- _Short task_:
State how many of the lines below contain the string "target", and reply with that number alone.

------ Information shown

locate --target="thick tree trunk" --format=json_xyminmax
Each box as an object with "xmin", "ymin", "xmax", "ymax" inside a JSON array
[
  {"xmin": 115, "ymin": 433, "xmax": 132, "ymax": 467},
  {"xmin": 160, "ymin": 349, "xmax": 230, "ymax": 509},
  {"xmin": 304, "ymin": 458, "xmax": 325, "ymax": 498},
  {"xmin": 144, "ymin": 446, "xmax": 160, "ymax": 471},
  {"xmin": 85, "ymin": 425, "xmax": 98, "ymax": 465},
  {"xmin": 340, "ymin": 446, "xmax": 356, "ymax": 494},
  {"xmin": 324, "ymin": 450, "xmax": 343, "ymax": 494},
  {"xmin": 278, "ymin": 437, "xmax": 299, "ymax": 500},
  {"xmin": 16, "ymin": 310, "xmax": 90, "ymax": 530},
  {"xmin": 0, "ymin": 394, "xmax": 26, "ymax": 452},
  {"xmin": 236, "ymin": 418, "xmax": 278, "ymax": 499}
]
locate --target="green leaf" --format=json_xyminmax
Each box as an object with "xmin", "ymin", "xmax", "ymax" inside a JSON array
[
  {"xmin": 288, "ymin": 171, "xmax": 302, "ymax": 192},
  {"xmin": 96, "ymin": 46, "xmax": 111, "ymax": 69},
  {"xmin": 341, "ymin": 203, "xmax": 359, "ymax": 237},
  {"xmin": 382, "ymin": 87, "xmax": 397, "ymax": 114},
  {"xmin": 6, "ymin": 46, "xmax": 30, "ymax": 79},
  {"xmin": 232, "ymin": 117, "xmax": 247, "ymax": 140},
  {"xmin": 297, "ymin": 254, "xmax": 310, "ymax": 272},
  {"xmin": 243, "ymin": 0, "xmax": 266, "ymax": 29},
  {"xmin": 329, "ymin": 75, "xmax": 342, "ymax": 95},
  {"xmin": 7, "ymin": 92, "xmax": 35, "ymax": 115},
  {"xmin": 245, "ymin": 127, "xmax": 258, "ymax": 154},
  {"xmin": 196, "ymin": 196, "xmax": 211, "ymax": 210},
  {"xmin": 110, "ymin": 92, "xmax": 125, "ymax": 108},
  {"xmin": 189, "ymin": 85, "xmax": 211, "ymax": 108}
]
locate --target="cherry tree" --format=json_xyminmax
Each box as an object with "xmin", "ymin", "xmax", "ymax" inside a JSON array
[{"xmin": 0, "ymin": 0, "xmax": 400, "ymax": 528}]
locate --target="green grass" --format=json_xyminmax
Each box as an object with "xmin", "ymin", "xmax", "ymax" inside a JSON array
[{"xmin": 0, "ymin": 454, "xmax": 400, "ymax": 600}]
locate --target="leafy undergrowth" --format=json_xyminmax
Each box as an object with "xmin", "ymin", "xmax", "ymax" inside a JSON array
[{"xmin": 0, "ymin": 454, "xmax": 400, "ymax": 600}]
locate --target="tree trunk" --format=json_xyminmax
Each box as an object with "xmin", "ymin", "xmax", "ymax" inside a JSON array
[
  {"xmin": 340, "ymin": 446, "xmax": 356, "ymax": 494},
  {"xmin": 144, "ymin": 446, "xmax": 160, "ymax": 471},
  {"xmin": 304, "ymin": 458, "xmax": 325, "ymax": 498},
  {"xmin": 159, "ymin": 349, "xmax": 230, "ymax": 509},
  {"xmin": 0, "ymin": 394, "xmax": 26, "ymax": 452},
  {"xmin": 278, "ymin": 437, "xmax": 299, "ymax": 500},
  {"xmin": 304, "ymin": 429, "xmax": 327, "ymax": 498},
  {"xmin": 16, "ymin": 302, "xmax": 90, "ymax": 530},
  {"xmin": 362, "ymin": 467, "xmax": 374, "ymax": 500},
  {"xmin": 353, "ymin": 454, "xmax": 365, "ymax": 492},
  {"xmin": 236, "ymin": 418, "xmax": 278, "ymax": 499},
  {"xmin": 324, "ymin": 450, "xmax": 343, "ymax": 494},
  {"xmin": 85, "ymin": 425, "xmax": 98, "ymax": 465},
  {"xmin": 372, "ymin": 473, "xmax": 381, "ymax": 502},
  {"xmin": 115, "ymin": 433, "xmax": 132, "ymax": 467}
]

------------

- _Problem solution_:
6